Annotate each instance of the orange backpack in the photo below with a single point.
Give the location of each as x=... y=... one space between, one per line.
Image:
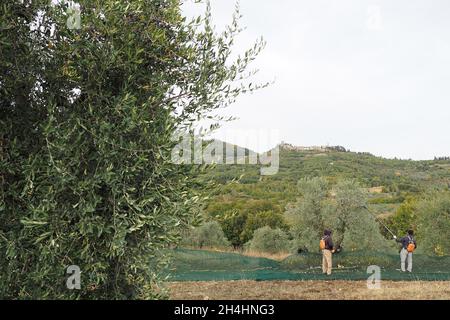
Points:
x=411 y=246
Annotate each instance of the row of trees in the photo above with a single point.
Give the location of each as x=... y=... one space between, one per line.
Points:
x=87 y=115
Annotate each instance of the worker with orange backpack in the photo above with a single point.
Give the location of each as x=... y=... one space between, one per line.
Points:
x=327 y=247
x=408 y=246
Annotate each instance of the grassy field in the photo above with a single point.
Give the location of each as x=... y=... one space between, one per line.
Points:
x=308 y=290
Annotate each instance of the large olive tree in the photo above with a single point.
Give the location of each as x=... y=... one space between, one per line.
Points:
x=89 y=101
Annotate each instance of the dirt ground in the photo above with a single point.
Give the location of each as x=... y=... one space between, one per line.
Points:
x=308 y=290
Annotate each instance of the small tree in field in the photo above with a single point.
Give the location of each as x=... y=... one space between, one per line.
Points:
x=208 y=235
x=309 y=216
x=88 y=107
x=433 y=229
x=355 y=227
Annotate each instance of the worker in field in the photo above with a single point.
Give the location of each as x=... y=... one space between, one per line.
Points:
x=327 y=247
x=408 y=246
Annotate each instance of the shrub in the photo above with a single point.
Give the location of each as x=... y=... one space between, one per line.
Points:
x=269 y=240
x=209 y=235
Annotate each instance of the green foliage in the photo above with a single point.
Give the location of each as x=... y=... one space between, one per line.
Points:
x=86 y=123
x=209 y=235
x=269 y=240
x=353 y=227
x=405 y=217
x=309 y=216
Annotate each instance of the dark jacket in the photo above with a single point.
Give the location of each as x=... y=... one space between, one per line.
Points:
x=328 y=243
x=405 y=241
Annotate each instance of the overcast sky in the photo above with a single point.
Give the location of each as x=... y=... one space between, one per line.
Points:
x=370 y=75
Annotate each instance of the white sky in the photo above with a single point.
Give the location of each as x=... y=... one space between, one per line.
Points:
x=370 y=75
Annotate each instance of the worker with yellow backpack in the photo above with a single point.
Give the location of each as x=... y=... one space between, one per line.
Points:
x=327 y=247
x=408 y=246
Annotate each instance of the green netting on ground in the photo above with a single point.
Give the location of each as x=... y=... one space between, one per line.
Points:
x=199 y=265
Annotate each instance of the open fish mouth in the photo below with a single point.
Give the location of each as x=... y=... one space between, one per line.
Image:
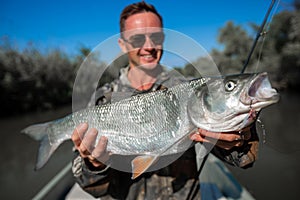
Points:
x=260 y=90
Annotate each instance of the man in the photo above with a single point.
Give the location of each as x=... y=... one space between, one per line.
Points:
x=142 y=40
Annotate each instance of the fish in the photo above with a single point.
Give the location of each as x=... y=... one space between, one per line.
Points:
x=150 y=125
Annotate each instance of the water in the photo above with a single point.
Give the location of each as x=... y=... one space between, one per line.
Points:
x=274 y=176
x=18 y=179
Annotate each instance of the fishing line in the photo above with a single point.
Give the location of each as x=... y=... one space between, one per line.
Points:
x=193 y=192
x=264 y=34
x=258 y=36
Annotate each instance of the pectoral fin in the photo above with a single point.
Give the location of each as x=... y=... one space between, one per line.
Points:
x=140 y=164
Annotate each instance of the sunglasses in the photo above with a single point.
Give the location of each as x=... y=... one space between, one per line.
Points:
x=138 y=40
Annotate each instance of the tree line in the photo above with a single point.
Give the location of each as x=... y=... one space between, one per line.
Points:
x=31 y=80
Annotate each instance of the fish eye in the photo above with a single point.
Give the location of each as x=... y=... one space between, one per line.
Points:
x=229 y=86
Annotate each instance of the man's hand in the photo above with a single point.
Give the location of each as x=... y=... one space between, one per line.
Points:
x=85 y=140
x=225 y=140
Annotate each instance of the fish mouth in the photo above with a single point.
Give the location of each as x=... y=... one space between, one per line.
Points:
x=261 y=91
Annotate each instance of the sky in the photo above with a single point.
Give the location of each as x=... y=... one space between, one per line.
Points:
x=71 y=24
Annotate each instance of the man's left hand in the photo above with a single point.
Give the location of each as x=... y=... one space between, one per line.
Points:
x=225 y=140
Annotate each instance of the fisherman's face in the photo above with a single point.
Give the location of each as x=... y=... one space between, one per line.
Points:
x=142 y=40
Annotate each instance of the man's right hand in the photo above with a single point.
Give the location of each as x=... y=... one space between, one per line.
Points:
x=85 y=140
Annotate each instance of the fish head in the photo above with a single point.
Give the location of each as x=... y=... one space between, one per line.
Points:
x=230 y=103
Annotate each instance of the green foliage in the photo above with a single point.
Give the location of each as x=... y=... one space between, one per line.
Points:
x=30 y=80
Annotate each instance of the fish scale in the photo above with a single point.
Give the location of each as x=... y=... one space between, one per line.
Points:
x=151 y=125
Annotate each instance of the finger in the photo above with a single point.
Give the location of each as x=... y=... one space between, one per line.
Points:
x=78 y=134
x=228 y=136
x=229 y=145
x=199 y=138
x=223 y=144
x=100 y=152
x=246 y=134
x=88 y=142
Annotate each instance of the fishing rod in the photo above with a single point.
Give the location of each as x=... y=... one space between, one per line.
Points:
x=192 y=193
x=259 y=33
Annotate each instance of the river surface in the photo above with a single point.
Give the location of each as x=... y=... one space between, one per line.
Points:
x=275 y=175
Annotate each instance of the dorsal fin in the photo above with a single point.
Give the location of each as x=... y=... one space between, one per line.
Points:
x=141 y=163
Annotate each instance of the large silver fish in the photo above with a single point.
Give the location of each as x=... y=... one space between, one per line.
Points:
x=154 y=124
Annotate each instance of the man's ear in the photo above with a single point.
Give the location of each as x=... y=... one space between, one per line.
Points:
x=122 y=45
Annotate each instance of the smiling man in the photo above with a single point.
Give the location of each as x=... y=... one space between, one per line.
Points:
x=142 y=40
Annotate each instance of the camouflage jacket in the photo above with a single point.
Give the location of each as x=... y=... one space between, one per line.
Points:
x=171 y=182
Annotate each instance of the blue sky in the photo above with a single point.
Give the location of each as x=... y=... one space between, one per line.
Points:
x=68 y=25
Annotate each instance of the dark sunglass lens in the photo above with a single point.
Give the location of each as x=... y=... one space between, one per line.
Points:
x=157 y=38
x=137 y=40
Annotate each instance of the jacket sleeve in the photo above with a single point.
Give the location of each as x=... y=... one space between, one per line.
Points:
x=243 y=156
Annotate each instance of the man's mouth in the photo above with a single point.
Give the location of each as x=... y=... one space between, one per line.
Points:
x=148 y=57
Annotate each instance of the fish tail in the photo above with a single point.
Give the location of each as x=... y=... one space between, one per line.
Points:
x=40 y=133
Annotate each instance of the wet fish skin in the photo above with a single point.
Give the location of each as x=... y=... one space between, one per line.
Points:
x=158 y=123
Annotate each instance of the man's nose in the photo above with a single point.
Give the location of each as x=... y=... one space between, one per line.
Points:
x=148 y=43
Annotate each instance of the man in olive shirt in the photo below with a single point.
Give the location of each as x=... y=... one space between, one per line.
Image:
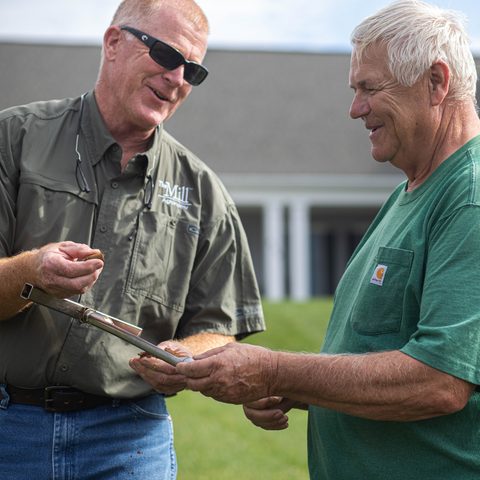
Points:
x=99 y=173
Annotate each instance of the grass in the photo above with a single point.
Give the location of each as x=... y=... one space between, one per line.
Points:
x=215 y=441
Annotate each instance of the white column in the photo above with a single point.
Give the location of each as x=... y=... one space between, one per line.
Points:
x=341 y=255
x=274 y=250
x=299 y=250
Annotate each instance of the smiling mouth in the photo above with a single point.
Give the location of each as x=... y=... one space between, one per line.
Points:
x=158 y=95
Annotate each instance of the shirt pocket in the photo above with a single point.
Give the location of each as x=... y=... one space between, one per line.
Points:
x=162 y=259
x=379 y=304
x=151 y=255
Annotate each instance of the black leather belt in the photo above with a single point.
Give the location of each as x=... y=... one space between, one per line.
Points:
x=56 y=398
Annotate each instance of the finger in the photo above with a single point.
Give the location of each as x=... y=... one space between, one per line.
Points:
x=195 y=370
x=264 y=403
x=267 y=419
x=152 y=364
x=210 y=353
x=176 y=348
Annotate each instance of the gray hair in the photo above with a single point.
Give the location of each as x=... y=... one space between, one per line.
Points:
x=417 y=35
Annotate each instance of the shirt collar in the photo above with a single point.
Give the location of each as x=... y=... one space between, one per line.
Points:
x=99 y=139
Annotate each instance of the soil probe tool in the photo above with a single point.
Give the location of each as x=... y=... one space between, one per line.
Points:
x=119 y=328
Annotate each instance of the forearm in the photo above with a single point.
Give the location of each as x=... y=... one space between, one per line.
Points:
x=203 y=342
x=384 y=386
x=52 y=268
x=14 y=273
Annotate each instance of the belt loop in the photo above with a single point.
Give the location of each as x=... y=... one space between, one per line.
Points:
x=6 y=397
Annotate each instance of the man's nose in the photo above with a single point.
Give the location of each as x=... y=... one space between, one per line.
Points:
x=359 y=107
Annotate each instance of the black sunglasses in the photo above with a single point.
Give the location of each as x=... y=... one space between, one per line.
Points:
x=170 y=58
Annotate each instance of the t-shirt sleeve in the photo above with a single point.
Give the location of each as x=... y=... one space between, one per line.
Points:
x=223 y=296
x=448 y=335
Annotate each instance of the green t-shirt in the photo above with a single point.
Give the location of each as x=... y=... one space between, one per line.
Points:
x=413 y=284
x=181 y=268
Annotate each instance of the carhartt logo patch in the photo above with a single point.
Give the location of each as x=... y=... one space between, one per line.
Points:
x=379 y=275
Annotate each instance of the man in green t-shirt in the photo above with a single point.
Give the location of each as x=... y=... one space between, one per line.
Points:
x=393 y=393
x=99 y=173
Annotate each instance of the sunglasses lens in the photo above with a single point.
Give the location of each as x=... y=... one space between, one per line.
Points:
x=166 y=56
x=195 y=74
x=169 y=58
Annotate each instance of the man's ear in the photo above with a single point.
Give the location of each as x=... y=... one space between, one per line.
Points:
_ _ _ _
[About this exercise]: Among the lines above, list those that contain the word "olive".

[Result for this exercise]:
Annotate each instance of the large olive tree in the photo above with a single point.
Annotate each instance of the man in olive shirt in the photo below with a single point.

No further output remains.